#### Recorded data
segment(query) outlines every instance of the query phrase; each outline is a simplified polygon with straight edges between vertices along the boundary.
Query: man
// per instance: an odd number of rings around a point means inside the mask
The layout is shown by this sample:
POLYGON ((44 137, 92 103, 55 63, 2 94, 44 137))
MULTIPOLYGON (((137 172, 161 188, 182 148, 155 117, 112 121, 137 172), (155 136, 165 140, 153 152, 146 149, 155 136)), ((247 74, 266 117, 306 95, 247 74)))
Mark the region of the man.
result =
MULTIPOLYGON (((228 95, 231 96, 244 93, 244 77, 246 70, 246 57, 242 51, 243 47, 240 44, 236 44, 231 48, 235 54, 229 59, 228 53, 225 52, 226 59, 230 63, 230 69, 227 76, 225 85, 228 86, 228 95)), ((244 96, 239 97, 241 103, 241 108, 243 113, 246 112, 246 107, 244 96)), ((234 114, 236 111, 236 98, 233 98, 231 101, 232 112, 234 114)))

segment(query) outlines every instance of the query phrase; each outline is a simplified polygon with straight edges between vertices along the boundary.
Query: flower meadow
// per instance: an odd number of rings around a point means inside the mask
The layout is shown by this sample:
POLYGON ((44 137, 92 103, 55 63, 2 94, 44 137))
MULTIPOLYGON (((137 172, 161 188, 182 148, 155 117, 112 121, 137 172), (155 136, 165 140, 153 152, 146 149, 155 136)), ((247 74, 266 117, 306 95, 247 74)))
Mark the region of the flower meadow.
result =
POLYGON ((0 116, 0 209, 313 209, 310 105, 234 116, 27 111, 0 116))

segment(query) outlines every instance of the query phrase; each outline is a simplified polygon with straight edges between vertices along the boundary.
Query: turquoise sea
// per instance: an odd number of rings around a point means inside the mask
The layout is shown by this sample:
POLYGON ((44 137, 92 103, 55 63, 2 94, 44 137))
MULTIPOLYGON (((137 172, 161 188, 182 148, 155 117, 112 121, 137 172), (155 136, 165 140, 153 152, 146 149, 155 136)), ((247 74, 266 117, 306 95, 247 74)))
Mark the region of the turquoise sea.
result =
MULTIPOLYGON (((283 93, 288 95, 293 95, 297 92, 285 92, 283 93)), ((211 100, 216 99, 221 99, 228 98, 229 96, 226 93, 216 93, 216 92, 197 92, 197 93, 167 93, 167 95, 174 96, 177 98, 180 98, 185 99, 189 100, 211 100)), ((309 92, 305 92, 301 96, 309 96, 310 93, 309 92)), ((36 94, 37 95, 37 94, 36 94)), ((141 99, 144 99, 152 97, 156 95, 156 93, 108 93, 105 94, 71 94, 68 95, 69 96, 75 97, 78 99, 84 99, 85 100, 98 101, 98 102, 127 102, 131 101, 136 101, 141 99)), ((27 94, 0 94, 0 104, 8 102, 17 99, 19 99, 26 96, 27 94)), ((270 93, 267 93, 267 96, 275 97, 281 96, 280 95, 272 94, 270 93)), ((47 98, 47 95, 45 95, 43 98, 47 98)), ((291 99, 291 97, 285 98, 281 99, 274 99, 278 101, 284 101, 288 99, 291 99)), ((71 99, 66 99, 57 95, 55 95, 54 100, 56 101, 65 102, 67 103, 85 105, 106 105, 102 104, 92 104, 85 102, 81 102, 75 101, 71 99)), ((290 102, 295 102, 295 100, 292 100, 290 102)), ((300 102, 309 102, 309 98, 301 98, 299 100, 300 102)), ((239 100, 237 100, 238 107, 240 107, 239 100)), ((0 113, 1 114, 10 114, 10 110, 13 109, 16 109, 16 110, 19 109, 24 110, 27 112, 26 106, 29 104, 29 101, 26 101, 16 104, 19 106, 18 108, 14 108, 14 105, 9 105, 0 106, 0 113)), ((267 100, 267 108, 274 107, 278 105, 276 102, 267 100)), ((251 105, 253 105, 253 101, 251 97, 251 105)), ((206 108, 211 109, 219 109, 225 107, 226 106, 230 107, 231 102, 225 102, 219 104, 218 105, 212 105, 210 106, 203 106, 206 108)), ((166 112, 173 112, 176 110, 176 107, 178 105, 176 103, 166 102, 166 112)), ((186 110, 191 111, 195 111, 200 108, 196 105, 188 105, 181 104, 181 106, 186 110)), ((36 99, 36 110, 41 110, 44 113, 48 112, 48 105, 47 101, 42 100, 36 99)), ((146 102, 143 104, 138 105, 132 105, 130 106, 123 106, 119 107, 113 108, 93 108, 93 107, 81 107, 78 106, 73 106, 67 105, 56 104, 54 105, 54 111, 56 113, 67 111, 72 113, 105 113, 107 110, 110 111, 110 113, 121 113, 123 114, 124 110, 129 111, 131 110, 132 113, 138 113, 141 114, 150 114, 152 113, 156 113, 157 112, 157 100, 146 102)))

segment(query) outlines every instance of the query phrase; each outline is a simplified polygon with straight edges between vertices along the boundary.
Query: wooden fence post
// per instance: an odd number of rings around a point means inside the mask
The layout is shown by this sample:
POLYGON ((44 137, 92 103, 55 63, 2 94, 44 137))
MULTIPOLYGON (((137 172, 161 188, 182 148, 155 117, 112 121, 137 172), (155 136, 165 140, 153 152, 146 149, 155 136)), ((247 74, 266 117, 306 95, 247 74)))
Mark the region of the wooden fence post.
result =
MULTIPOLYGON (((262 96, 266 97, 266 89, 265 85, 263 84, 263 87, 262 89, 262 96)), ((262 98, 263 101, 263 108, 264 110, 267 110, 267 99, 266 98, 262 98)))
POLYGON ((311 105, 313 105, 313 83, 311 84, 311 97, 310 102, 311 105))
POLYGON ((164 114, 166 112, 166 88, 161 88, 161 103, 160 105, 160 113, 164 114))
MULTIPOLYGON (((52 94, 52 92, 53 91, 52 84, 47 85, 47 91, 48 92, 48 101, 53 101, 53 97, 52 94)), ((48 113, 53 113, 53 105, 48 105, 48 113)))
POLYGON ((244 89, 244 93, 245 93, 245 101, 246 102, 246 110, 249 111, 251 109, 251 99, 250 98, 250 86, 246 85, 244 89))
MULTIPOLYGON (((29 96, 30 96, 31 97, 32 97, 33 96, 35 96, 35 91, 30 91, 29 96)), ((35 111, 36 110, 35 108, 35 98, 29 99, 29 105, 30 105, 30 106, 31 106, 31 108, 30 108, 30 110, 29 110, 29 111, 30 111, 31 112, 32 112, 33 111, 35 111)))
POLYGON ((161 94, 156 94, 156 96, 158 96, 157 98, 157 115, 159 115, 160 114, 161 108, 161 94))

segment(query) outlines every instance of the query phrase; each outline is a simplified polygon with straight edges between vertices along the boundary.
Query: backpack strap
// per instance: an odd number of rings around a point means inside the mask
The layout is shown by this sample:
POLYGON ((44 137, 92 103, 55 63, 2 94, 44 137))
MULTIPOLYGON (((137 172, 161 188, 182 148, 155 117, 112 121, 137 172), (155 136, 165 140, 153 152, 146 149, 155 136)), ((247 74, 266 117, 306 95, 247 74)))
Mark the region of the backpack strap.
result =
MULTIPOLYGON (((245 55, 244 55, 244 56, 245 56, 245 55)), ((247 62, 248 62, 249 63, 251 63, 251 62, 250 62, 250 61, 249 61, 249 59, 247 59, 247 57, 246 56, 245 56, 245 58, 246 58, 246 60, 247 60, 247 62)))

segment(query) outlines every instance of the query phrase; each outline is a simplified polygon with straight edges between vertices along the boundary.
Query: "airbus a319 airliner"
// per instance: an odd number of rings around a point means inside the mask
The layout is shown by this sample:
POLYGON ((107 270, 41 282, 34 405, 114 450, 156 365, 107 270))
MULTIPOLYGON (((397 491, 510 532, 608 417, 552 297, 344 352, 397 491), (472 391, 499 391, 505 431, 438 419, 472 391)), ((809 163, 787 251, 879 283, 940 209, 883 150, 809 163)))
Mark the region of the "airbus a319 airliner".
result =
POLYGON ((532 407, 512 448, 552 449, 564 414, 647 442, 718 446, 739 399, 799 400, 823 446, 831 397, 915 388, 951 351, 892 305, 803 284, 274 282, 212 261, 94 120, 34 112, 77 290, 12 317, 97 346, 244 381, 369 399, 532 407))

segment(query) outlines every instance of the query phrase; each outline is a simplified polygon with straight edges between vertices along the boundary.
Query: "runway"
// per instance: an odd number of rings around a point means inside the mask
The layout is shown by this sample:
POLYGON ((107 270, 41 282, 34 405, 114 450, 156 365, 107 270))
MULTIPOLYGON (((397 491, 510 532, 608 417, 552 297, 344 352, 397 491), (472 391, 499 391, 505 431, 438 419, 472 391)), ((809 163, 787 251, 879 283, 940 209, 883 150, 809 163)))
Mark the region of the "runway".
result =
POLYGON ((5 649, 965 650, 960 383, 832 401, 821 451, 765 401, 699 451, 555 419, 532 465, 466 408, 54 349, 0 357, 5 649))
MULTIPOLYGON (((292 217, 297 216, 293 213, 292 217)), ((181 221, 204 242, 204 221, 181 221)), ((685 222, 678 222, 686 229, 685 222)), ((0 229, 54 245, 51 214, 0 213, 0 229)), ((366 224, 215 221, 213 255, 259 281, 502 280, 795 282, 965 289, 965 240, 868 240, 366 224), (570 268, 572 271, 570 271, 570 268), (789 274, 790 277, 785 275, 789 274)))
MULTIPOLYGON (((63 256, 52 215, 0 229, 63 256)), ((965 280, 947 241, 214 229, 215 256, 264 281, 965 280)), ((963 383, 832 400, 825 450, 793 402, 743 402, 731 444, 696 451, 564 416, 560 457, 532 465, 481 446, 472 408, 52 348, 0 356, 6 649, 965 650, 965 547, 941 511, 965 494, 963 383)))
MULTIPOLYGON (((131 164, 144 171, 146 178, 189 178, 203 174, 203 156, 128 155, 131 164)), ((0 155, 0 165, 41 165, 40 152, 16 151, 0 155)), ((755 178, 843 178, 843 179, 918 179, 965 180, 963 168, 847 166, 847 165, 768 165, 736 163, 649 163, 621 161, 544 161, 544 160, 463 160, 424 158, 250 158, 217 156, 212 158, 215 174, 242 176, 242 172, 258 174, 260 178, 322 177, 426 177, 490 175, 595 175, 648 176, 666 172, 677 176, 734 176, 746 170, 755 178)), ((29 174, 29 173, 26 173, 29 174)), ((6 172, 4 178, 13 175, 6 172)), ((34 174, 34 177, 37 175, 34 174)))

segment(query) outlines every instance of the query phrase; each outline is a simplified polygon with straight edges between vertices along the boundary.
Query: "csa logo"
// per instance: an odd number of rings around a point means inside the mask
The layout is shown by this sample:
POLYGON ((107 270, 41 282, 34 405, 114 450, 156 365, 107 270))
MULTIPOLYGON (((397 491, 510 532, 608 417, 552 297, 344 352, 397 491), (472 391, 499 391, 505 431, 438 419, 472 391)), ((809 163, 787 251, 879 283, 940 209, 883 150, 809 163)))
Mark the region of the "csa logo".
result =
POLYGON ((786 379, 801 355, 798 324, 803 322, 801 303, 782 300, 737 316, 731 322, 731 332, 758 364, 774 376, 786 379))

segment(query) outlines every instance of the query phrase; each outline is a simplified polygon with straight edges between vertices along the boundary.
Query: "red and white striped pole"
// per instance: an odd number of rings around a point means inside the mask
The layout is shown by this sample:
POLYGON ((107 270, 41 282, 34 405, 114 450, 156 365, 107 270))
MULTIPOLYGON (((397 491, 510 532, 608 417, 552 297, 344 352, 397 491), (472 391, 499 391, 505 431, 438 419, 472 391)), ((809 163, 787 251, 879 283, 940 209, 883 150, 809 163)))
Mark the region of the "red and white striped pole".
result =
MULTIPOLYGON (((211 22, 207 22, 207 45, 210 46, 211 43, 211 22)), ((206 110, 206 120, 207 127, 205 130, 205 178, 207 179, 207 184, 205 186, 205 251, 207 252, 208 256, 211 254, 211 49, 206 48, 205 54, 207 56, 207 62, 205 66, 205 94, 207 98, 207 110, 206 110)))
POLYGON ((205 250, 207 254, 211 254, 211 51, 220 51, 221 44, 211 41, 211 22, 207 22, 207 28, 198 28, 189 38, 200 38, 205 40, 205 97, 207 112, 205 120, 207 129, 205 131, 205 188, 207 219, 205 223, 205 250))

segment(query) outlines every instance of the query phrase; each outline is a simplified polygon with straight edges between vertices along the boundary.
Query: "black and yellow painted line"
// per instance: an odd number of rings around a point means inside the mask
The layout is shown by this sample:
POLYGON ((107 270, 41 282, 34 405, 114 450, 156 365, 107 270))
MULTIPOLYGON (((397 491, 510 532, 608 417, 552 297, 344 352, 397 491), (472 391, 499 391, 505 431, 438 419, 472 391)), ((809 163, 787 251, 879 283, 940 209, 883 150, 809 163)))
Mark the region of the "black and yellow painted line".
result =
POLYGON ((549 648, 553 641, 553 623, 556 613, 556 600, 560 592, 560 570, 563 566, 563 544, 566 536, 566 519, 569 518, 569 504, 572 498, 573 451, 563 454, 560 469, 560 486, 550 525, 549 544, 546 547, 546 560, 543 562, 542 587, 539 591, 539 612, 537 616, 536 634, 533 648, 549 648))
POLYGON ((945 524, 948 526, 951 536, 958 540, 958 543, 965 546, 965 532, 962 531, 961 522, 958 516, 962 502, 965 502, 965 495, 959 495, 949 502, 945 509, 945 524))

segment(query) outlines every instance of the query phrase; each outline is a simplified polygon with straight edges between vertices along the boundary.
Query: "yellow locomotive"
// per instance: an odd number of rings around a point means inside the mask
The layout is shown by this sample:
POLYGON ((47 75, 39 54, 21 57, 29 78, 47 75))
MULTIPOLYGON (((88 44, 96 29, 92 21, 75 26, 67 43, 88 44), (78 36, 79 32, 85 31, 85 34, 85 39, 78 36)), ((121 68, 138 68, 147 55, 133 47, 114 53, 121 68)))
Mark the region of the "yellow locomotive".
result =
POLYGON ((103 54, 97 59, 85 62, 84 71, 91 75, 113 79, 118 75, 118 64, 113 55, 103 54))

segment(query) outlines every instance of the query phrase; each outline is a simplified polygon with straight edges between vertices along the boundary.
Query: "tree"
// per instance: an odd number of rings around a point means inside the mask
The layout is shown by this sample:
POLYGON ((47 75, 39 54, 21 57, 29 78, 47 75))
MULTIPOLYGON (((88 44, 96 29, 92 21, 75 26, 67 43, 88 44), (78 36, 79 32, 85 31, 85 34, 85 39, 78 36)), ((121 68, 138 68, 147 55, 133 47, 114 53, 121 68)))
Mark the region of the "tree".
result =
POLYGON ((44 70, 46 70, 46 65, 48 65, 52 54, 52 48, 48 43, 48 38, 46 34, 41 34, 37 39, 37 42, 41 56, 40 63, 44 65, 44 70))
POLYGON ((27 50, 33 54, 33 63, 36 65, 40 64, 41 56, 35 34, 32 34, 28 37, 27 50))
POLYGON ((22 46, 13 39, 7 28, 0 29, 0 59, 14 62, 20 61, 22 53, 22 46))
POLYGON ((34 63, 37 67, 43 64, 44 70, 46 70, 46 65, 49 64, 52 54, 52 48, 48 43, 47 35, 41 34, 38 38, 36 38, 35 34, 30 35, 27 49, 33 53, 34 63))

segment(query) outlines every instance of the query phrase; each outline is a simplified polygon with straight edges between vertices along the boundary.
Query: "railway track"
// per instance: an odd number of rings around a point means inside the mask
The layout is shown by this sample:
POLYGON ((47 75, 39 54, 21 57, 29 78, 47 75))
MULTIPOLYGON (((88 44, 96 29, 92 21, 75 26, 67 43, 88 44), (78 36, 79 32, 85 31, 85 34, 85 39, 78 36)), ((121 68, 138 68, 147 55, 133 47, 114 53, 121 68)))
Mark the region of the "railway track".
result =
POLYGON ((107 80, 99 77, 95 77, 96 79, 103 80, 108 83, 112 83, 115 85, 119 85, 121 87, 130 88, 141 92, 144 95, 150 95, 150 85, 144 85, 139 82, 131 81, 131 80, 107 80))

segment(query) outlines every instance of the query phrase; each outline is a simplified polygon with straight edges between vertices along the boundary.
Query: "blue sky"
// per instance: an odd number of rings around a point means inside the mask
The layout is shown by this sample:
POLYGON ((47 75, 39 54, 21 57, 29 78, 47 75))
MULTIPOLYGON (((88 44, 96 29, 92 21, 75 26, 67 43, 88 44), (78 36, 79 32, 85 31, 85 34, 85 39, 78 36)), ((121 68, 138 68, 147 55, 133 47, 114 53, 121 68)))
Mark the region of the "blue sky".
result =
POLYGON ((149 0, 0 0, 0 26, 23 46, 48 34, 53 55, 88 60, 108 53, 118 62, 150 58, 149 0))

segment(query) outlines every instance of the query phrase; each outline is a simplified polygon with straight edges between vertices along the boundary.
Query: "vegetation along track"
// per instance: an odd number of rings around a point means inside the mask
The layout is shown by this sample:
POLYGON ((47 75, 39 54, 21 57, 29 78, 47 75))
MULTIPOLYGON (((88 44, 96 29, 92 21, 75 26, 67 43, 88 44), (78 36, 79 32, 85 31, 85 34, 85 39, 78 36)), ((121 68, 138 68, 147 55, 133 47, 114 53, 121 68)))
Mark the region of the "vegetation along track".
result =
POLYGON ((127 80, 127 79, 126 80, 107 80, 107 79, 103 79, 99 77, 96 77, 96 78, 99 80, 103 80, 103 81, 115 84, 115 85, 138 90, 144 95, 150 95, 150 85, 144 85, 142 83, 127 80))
########
> [Written request]: Report every line in the entries above that contains the word "logo".

> [Answer for the task]:
Query: "csa logo"
Mark the region of the "csa logo".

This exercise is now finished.